Gornot, January 4th, 2018

By this point there's been so many reviews and different opinions written about this album that it seems almost pointless for me to add another, but I am going to do it anyway because of one simple fact:

"Rise of the Tyrant" is what really got me into the Arch Enemy sound. Previously I have only heard a couple of their songs (those being "Nemesis" and "Skeleton Dance") and by the time I really started paying attention to the band, this album was released and I was eager to give it a listen.

Unlike some of their other releases, there is no veil of secrecy and suspence implemented as an intro to the album. The band immediately bursts into "Blood on Your Hands" with strong intensity that is expected of them. The production on this album is much more raw than on "Doomsday Machine", the guitar sound is beastly and outright fucking dirty, and it suits the album very well. The drums could've been mixed with a bit more detail, but they are good enough despite the overwhelming amount of guitar shredding. Angela Gossow sounds as amazing as always and she is one of the reasons I really like this band (aside from the fact that she breaks stereotypes of growl vocals being almost exclusively a male thing).

---+---

_Exercise a_
In the album review, replace "album" with "record" and write out the passage starting with "By this point" and going on through "it a listen.".

---+---

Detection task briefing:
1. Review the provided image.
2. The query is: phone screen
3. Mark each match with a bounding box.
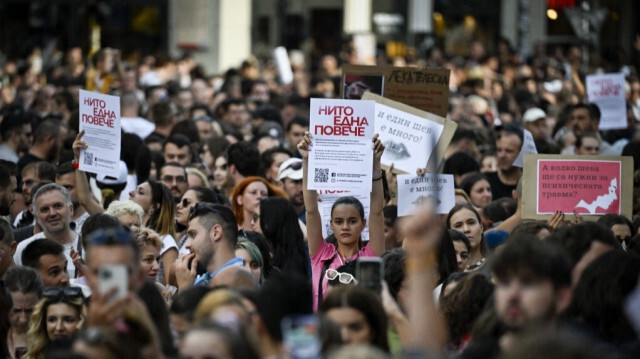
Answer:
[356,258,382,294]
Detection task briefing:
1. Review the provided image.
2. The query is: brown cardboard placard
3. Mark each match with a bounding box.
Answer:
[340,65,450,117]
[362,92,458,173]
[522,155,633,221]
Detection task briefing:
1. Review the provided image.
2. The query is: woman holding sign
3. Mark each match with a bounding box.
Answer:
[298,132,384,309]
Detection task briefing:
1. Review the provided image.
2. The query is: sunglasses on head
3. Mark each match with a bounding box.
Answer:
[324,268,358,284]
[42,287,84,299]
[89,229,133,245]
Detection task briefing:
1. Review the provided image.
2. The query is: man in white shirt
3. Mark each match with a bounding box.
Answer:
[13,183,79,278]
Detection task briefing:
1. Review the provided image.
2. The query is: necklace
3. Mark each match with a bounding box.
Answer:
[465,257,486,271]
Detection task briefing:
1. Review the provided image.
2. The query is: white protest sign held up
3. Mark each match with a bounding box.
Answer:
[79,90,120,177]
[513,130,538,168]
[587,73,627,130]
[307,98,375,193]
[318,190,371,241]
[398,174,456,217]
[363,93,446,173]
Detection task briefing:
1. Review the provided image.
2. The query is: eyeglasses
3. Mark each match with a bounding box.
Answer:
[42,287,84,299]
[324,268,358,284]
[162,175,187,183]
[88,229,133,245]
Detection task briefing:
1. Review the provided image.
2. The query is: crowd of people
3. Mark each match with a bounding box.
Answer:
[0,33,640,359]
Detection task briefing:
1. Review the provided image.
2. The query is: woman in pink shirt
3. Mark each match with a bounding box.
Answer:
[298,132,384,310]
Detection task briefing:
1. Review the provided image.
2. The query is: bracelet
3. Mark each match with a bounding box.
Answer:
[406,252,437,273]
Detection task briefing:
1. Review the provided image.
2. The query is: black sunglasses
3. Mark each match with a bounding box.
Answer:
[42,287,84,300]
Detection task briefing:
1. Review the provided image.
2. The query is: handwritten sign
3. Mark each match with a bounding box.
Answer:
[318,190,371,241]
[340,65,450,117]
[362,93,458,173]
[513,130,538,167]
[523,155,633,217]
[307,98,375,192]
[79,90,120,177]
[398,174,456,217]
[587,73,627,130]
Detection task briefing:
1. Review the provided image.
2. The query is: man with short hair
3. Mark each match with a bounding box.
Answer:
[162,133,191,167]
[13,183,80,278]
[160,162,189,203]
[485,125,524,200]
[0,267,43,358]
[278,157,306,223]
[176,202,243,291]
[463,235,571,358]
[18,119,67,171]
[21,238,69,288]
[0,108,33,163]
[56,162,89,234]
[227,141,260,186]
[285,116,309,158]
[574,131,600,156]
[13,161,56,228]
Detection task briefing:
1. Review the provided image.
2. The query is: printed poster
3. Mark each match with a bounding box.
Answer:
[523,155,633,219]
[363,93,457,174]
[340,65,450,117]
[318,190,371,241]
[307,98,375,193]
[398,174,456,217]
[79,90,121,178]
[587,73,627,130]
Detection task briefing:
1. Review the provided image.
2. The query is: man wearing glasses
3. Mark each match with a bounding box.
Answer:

---+---

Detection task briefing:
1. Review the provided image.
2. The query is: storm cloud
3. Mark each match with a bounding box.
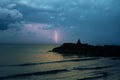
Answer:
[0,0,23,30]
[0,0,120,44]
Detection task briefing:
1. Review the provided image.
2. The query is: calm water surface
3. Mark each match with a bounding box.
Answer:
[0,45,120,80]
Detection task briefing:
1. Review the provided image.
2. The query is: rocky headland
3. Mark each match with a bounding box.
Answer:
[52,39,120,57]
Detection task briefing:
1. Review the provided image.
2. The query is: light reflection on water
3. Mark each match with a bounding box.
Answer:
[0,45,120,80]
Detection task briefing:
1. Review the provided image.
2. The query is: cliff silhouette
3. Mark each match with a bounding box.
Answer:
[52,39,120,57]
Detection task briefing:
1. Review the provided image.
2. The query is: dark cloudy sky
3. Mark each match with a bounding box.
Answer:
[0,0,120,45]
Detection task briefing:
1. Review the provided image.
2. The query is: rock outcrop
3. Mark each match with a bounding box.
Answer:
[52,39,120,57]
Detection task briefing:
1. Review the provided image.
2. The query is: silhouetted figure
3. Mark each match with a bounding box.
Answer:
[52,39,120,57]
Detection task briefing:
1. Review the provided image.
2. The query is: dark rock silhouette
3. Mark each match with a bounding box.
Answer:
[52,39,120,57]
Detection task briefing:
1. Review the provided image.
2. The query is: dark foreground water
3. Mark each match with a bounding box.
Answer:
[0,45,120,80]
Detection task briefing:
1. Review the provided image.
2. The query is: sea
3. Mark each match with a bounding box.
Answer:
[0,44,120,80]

---+---

_Exercise b_
Collect every line in the rows above that contains the string "water".

_Worked answer a_
By this point there's been so many reviews and different opinions written about this record that it seems almost pointless for me to add another, but I am going to do it anyway because of one simple fact:

"Rise of the Tyrant" is what really got me into the Arch Enemy sound. Previously I have only heard a couple of their songs (those being "Nemesis" and "Skeleton Dance") and by the time I really started paying attention to the band, this record was released and I was eager to give it a listen.

_Worked answer b_
2. The query is: calm water surface
2. The query is: light reflection on water
2. The query is: dark foreground water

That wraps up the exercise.